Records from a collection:
==*==
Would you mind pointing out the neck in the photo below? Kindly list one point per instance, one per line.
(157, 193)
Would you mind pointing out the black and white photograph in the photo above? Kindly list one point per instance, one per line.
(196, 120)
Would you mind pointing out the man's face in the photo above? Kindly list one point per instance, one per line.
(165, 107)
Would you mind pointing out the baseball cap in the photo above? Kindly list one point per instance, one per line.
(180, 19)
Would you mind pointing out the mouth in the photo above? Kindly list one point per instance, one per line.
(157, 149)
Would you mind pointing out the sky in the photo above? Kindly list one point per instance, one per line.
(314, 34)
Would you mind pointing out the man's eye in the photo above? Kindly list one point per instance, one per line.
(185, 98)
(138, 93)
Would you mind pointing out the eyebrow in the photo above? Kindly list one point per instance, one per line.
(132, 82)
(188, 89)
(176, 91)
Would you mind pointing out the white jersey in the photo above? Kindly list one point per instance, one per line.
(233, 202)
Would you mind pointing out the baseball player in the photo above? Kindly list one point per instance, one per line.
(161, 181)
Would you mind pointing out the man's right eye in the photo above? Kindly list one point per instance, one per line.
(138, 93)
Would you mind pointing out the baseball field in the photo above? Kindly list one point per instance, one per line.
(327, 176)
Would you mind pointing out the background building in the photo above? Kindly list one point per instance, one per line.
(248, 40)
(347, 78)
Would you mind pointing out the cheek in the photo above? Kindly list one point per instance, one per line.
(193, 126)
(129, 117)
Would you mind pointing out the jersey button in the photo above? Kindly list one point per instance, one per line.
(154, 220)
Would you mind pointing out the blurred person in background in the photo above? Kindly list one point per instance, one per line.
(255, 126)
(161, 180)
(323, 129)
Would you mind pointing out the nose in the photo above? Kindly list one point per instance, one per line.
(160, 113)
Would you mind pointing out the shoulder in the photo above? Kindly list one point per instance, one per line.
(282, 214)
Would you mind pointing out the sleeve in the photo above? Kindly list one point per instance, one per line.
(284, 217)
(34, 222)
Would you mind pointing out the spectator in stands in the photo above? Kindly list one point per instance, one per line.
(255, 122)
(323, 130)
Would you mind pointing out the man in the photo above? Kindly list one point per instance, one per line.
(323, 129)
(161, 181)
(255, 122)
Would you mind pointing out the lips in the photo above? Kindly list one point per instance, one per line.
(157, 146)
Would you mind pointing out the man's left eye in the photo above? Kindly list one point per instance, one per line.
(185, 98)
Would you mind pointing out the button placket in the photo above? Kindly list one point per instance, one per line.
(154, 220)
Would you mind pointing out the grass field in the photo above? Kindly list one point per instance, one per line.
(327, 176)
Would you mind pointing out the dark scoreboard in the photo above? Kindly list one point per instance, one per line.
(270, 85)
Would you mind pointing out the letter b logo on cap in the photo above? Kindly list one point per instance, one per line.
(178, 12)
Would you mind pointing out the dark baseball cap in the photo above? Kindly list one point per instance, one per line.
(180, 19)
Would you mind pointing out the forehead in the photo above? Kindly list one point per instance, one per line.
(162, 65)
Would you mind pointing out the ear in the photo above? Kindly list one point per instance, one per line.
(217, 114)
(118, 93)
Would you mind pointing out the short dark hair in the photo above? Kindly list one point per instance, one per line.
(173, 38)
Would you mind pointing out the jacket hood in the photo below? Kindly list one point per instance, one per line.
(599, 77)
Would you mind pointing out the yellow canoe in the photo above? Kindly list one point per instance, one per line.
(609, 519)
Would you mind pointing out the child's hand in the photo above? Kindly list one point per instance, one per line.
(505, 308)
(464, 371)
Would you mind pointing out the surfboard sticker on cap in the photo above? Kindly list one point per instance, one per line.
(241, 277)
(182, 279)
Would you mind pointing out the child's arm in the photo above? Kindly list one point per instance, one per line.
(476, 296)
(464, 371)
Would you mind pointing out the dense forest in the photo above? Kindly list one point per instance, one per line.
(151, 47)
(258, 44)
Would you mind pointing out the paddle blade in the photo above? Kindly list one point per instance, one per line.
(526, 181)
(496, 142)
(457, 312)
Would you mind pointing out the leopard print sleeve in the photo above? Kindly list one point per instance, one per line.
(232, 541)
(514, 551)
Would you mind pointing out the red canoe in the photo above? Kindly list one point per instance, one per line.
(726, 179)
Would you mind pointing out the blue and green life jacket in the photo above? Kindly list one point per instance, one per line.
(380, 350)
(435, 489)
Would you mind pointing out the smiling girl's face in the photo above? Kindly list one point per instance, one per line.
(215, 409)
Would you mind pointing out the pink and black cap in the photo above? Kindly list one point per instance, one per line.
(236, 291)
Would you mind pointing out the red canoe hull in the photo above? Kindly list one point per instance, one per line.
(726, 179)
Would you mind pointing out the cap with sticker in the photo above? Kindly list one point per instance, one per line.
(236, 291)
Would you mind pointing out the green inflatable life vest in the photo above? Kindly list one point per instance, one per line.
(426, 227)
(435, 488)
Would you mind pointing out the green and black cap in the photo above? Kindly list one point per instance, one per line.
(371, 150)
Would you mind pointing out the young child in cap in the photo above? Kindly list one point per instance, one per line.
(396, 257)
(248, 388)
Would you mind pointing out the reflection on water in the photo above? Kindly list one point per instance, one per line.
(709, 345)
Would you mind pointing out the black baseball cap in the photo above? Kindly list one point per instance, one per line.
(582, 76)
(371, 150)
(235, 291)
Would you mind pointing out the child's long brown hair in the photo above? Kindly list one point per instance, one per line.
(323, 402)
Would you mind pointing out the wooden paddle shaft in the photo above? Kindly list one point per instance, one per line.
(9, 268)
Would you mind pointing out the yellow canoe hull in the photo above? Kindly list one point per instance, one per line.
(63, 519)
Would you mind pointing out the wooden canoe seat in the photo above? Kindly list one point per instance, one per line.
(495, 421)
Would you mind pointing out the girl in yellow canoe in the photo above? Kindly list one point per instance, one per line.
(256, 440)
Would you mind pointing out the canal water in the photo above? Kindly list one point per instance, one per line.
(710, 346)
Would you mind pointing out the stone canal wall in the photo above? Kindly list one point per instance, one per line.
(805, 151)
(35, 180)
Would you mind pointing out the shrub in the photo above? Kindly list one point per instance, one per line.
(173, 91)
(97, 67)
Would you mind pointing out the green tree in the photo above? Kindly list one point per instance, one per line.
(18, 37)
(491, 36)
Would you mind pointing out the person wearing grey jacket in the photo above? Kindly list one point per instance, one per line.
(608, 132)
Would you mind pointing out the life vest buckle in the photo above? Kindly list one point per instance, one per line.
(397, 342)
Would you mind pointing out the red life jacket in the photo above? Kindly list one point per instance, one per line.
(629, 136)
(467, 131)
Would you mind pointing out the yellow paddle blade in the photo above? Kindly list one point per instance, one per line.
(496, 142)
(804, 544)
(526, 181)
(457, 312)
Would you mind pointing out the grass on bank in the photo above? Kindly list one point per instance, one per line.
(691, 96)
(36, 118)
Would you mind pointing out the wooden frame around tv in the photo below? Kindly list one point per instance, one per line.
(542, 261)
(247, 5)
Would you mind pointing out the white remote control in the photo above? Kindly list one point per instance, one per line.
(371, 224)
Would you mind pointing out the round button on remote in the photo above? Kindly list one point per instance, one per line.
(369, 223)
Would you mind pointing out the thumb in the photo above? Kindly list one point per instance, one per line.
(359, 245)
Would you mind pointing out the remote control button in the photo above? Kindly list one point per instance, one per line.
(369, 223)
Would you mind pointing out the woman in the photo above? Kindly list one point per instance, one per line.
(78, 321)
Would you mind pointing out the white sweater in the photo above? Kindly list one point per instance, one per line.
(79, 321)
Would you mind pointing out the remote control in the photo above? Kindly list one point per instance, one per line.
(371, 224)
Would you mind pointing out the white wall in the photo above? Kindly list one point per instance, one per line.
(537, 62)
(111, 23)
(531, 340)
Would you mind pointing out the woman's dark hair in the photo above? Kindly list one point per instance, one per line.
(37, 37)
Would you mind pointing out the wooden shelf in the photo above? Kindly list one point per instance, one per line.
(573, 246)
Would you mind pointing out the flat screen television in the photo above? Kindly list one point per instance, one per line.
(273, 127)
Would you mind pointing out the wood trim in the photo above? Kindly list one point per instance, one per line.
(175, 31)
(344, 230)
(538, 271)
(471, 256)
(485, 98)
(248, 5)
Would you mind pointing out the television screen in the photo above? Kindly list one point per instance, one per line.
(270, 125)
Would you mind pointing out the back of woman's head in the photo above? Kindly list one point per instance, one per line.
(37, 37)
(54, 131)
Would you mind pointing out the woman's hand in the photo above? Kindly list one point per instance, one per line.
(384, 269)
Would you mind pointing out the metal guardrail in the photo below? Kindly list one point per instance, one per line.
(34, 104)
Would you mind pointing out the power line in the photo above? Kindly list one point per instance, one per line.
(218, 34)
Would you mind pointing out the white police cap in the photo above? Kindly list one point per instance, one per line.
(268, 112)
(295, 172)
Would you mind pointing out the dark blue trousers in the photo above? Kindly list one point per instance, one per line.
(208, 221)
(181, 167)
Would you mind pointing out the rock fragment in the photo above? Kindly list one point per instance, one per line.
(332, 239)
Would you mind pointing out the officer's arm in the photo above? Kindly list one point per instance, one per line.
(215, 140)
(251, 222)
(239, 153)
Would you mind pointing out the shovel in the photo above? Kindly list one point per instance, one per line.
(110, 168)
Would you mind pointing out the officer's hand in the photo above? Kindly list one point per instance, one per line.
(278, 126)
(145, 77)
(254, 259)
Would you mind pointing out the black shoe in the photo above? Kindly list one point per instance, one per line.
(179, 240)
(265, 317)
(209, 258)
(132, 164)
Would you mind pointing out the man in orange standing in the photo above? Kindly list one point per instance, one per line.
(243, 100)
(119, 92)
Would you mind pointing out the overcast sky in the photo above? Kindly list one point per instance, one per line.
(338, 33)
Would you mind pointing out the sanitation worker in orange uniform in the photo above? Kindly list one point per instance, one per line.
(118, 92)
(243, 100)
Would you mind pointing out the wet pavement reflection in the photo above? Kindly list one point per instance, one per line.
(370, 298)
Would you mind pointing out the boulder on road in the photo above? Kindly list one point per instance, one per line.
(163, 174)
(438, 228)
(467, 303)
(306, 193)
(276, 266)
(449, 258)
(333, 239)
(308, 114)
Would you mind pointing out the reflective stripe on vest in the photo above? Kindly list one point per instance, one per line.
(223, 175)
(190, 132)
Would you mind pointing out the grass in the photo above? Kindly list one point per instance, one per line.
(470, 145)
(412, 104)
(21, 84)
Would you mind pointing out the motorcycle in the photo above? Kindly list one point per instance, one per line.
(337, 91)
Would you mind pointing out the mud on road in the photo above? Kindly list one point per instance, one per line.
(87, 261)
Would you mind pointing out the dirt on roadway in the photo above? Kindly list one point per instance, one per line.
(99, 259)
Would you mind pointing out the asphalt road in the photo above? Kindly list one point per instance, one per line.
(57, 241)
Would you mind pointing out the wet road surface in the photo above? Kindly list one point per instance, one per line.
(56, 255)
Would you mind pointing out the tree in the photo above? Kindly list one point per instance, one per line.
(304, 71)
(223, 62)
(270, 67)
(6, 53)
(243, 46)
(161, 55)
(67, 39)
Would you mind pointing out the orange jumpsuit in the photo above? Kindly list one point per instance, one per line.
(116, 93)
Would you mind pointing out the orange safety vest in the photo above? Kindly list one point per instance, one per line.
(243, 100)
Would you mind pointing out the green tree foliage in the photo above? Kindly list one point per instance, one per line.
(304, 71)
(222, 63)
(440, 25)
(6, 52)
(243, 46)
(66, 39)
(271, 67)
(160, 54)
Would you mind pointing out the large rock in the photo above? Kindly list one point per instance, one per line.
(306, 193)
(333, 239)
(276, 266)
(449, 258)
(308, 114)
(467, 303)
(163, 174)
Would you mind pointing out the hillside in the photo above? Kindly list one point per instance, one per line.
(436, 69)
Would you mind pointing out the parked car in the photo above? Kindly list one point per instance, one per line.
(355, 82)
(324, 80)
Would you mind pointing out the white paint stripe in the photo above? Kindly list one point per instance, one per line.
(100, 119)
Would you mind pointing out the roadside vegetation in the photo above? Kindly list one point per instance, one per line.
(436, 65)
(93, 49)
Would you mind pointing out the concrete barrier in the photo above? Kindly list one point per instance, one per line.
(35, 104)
==*==
Goal:
Your task is to write out the lines from the one with "Would you mind pointing out the large" through the end of the records, exactly and with nothing added.

Written response:
Would you mind pointing out the large rock in the photo above? Kindly list one point per instance, one per line.
(306, 193)
(333, 239)
(276, 266)
(449, 258)
(308, 114)
(467, 303)
(163, 174)
Would you mind pointing out the hillside in the photo above? Kindly list one point per instance, one per line.
(436, 69)
Would you mind pointing out the parked car in the photo above? Kindly list one point per instance, one per line.
(355, 82)
(324, 80)
Would you mind pointing out the white paint stripe in the photo above? Kindly list one point per instance, one per line.
(100, 119)
Would you mind pointing out the roadside vegetation in the photo above? Kindly list one point per instance, one per line.
(436, 65)
(93, 49)
Would you mind pointing out the concrete barrier in the photo above? Kindly list one point per instance, one per line.
(35, 104)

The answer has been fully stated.